▸ Material to process:
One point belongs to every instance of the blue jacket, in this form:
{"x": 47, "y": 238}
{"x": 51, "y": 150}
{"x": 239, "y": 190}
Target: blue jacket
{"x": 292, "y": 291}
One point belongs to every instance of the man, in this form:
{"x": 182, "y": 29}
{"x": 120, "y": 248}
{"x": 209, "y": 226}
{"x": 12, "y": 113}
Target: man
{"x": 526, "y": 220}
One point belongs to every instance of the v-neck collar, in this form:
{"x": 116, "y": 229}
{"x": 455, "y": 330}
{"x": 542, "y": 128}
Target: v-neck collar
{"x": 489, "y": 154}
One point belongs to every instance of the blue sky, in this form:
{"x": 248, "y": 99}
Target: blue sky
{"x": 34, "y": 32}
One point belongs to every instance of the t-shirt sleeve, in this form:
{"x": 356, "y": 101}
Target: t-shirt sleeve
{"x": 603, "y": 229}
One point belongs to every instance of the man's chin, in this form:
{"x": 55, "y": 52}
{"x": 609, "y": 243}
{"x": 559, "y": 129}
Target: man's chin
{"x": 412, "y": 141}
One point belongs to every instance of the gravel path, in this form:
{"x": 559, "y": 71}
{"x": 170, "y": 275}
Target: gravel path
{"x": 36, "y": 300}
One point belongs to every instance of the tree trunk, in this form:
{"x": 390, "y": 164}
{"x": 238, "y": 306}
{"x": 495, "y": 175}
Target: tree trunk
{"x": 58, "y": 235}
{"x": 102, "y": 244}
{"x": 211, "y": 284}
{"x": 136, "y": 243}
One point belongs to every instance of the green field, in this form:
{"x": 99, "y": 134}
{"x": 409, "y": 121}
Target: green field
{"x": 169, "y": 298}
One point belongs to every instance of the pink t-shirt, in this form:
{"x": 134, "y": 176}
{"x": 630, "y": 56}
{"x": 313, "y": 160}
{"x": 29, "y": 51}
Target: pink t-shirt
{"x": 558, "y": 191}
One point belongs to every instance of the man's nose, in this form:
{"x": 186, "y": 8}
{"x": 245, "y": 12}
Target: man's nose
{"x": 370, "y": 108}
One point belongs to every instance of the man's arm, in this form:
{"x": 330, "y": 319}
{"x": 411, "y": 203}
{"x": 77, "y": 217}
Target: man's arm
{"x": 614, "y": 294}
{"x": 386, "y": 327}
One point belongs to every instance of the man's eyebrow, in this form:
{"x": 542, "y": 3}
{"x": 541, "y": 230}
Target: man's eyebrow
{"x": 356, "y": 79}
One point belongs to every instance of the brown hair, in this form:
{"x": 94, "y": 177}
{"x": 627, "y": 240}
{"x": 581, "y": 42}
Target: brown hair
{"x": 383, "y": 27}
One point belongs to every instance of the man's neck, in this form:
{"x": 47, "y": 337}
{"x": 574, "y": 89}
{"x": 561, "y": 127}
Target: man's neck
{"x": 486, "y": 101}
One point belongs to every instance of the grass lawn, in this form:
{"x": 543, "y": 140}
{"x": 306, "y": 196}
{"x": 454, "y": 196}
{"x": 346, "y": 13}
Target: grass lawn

▸ Exercise description:
Return the full listing, character for character.

▸ Exercise solution:
One point belongs to every instance of the blue jacket, in this form:
{"x": 47, "y": 238}
{"x": 51, "y": 150}
{"x": 239, "y": 190}
Target: blue jacket
{"x": 292, "y": 291}
One point belongs to every instance of the man, in this form:
{"x": 182, "y": 29}
{"x": 120, "y": 248}
{"x": 209, "y": 226}
{"x": 12, "y": 113}
Target: man
{"x": 526, "y": 220}
One point belongs to every instance of the v-neck collar, in this form:
{"x": 116, "y": 229}
{"x": 455, "y": 330}
{"x": 542, "y": 128}
Target: v-neck collar
{"x": 489, "y": 154}
One point belongs to every instance of the blue sky, in this form:
{"x": 248, "y": 99}
Target: blue sky
{"x": 34, "y": 32}
One point belongs to every instance of the t-shirt sleeve, in this form:
{"x": 356, "y": 101}
Target: t-shirt sleeve
{"x": 603, "y": 229}
One point belongs to every instance of the man's chin, in this form:
{"x": 55, "y": 52}
{"x": 609, "y": 243}
{"x": 559, "y": 129}
Target: man's chin
{"x": 412, "y": 141}
One point belongs to every instance of the gravel path, in this form:
{"x": 559, "y": 71}
{"x": 170, "y": 275}
Target: gravel path
{"x": 36, "y": 300}
One point belongs to every instance of the tree trunk, in this form:
{"x": 390, "y": 164}
{"x": 238, "y": 306}
{"x": 495, "y": 175}
Target: tree trunk
{"x": 58, "y": 235}
{"x": 102, "y": 244}
{"x": 211, "y": 284}
{"x": 136, "y": 243}
One point belongs to every instance of the green field, in this form:
{"x": 99, "y": 134}
{"x": 409, "y": 121}
Target: green field
{"x": 169, "y": 298}
One point belongs to every instance of the pink t-shirt, in this form:
{"x": 134, "y": 176}
{"x": 630, "y": 56}
{"x": 313, "y": 160}
{"x": 29, "y": 51}
Target: pink t-shirt
{"x": 558, "y": 191}
One point belongs to every instance of the man's nose, in this form:
{"x": 186, "y": 8}
{"x": 245, "y": 12}
Target: man's nose
{"x": 370, "y": 108}
One point belongs to every instance of the man's arm, in this form:
{"x": 330, "y": 319}
{"x": 411, "y": 203}
{"x": 77, "y": 217}
Target: man's arm
{"x": 614, "y": 294}
{"x": 386, "y": 327}
One point belongs to every instance of the man's eyebrow, in this form:
{"x": 542, "y": 3}
{"x": 541, "y": 230}
Target: man's eyebrow
{"x": 356, "y": 79}
One point belongs to every instance of the brown hair, in this form:
{"x": 94, "y": 177}
{"x": 627, "y": 240}
{"x": 581, "y": 42}
Target: brown hair
{"x": 383, "y": 27}
One point belongs to every instance of the man's neck, in this form:
{"x": 47, "y": 337}
{"x": 574, "y": 89}
{"x": 561, "y": 127}
Target: man's neck
{"x": 486, "y": 101}
One point belongs to every instance of the grass lawn, in this form:
{"x": 543, "y": 140}
{"x": 306, "y": 196}
{"x": 454, "y": 196}
{"x": 346, "y": 13}
Target: grass lawn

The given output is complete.